本文:

+ + + +

アートメイクとは?種類や可能な部位をわかりやすく解説

SNSへの投稿数も多い「アートメイク」。美容に敏感な方なら一度は聞いたことがあるのではないでしょうか。

「アートメイクについてくわしく知りたい」
「お風呂上りでも消えない眉毛が手に入るって聞いたけど、本当?」
「タトゥーと同じようなもの?」

詳細な内容まで広く知られているとは言えないアートメイクに関して、上記のような疑問をお持ちの方もいらっしゃると思います。

そこで当記事ではアートメイクについて、種類や施術ができる部位タトゥーとの違い施術の流れ・回数、施術を受けられない方などの細かな疑問にもわかりやすく解説します。

この記事の執筆者

石川 聡司
(新さっぽろウィメンズ ヘルス&ビューティークリニック 院長)

北海道大学医学部卒業後、北海道大学病院、帯広厚生病院など地域の中核病院に勤務。品川美容外科にて美容外科医として3年間の研鑽を積み、2021年に婦人科・美容外科を併設した当院を開業。

婦人科全般の診療のほか、美容医療では美肌治療、美容整形をはじめ脱毛・アートメイクなど幅広く対応する。

医師略歴・プロフィール
運営者情報
お問い合わせ

この記事の監修者

齋藤隆文 美容外科医 形成外科専門医

齋藤 隆文
(日本形成外科学会認定専門医)

美容外科医。神戸大学医学部医学科卒業。東京大学医学部附属病院、杏林大学医学部附属病院の形成外科・美容外科での勤務を経て、現在は加藤クリニック麻布、聖路加国際病院形成外科に所属。

目次

アートメイクとは

アートメイクは、皮膚の表面からごく浅い部分に針で染料を注入して、眉や唇などを着色するメイク方法の一つです。

アートメイク施術写真

アメリカでは、パーマネントメイクやコスメティックタトゥーとも呼ばれていますが、クレンジングをしても落ちないことやメイク直しの必要がないこと、メイクの手間が省けることなどから人気が高まりつつあります。

着色した色は時間の経過とともに薄まり、個人差はありますが平均で1年~3年は残ります。

アートメイクは医療行為

病院・クリニック

クリニックだけではなく、サロンでも施術しているところがありますが、アートメイクは医療行為です。

+ + + +

取り組む課題:
a. アートメイクの解説文によると、着色した色は平均でどのくらいの期間残りますか。
b. アートメイクの解説文に基づき、アメリカでアートメイクの人気が高まりつつある理由を説明してください。
c. アートメイクの解説文を、最後の文の後から書き継いでください。

+ + + +

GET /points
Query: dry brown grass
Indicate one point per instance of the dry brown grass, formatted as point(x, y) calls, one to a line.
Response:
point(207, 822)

+ + + +

解答例:
a. 個人差はありますが、平均で1年~3年です。

b. クレンジングをしても落ちないこと、メイク直しの必要がないこと、メイクの手間が省けることなどが理由です。

c.
肌の浅い部分への施術ではあるものの、皮膚の一部を傷つけて着色を施すので資格は必須。医師または医師の指導を受けた看護師免許をもつ人が、医療機関内で施術しなければなりません。※1

このようなルールは、医師法第17条で決められているもので、かならず守る必要があります。

しかし、一部のサロンでは医師免許や看護師免許をもたない人が施術をおこなっているケースもあり、違法行為なのはもちろん、施術を受ける側としては安全性という面でもリスクが高いといえます。


以上のことから、アートメイクを受ける際は、医師免許や看護師免許をもつ人の施術であるかを確認してからクリニックを決めましょう。

アートメイクの種類

アートメイクにはいくつかの種類があり、施術方法・施術できる部位・技術の種類という3つの視点から分けられます。

種類によって完成したときの見た目が異なり、理想的な仕上がりをめざすためには、どの方法でおこなうかが大きく影響します。

アートメイクの種類について1つずつ、くわしく見ていきましょう。

施術方法

現代のアートメイクの施術方法には、手彫りと医療マシンがあります。

手彫り

医療用の針を使用して、手動で肌に着色していく施術方法です。

  • 眉毛やヘアラインなどで使用される
  • 本物のような自然な仕上がりがメリット
  • 医療マシンより作業時間が長くかかる
  • 医療マシンより料金が高くなる傾向
  • 仕上がりは施術者の技術に左右される
医療マシン

あらかじめ決められたデザイン通りに、機械が自動的に肌に着色していく施術方法です。

  • リップアートメイクなどで使用される
  • 塗りつぶしたような均一な仕上がりが特徴
  • 時間が短い・比較的料金が安い傾向
  • 昔から使用されている施術方法

施術が可能な部位

アートメイクは、顏のさまざまな部分に施術が可能です。

最も人気な部位は、すっぴんでも理想の眉毛をキープしてくれる眉アートメイクです。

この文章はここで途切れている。